──────── Document segment

3DS Authentication Rules enable your organization to define custom logic for 3DS authentication decisions based on transaction attributes. These rules evaluate authentication requests against configurable conditions and can automatically decline transactions or trigger challenge flows when specific criteria are met.

Authentication rules operate as an additional control layer that works with both Lithic Decisioning and Customer Decisioning models. Rules are evaluated during the 3DS authentication flow and can enforce stricter controls than the base decisioning model, but cannot override decline decisions made by other systems.

How Authentication Rules Work

When a 3DS authentication request arrives:

  1. The authentication data is evaluated against all active authentication rules in parallel
  2. Rules check transaction attributes against their configured conditions
  3. If conditions match, the rule executes its defined action (decline or challenge)

────────────────

Set problem A:
Answer these from the 3DS authentication rules text:
(i) Which two decisioning models do authentication rules work with?
(ii) What kind of decisions can the rules not override?
(iii) How is the authentication data evaluated against all active authentication rules?
Set problem B:
From the 3DS authentication rules text, extract the passage starting with "3DS Authentication Rules" and going on through "by other systems.".

──────── Rows

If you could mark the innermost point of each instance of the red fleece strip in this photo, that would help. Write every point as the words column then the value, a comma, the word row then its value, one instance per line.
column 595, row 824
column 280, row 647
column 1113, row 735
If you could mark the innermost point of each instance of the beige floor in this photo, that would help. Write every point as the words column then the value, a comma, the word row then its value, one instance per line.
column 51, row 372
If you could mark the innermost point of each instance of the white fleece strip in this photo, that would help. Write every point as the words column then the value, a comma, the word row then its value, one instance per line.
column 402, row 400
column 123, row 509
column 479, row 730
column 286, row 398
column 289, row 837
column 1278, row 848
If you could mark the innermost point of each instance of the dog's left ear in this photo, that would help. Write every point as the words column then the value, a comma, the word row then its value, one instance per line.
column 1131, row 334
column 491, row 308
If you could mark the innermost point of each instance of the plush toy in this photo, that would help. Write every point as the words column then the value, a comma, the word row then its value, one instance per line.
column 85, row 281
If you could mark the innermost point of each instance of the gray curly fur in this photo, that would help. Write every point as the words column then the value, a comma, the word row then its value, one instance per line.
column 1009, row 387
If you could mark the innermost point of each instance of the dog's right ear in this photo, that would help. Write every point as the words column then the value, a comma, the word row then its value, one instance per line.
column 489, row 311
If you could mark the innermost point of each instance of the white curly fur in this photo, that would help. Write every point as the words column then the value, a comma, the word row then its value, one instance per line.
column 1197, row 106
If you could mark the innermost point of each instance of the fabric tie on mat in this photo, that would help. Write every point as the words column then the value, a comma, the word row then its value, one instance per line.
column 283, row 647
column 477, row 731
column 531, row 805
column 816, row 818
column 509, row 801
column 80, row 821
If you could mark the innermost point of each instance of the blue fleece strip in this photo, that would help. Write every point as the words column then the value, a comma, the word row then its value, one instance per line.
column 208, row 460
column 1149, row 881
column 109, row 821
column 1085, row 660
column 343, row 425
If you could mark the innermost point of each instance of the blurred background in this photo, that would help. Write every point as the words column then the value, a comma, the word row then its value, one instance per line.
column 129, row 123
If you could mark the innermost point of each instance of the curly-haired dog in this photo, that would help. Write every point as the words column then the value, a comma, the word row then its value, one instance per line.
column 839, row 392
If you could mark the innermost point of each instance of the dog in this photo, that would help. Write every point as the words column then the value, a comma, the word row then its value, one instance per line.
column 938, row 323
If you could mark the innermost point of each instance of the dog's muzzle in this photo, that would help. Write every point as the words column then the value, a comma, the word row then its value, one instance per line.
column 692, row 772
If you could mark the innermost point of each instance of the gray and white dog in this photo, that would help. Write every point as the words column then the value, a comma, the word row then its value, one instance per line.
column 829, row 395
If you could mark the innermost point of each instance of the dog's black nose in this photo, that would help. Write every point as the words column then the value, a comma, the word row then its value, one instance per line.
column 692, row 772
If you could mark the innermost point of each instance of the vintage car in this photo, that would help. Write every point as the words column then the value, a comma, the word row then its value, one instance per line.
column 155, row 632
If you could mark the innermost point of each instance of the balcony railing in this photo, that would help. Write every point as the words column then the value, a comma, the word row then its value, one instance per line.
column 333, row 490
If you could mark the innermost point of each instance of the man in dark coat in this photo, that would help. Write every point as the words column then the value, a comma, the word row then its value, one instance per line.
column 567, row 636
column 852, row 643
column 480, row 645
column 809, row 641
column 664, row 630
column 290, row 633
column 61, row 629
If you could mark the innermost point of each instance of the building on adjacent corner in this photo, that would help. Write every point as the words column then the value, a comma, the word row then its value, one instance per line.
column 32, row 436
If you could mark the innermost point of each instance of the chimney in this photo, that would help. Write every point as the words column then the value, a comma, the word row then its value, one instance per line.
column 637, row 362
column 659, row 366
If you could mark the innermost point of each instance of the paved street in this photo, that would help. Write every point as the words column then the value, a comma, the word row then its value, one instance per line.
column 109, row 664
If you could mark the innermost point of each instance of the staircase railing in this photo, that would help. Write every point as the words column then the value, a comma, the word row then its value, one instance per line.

────────────────

Exercise answer A:
(i) Lithic Decisioning and Customer Decisioning.
(ii) Decline decisions made by other systems.
(iii) In parallel.

Exercise answer B:
3DS Authentication Rules enable your organization to define custom logic for 3DS authentication decisions based on transaction attributes. These rules evaluate authentication requests against configurable conditions and can automatically decline transactions or trigger challenge flows when specific criteria are met.

Authentication rules operate as an additional control layer that works with both Lithic Decisioning and Customer Decisioning models. Rules are evaluated during the 3DS authentication flow and can enforce stricter controls than the base decisioning model, but cannot override decline decisions made by other systems.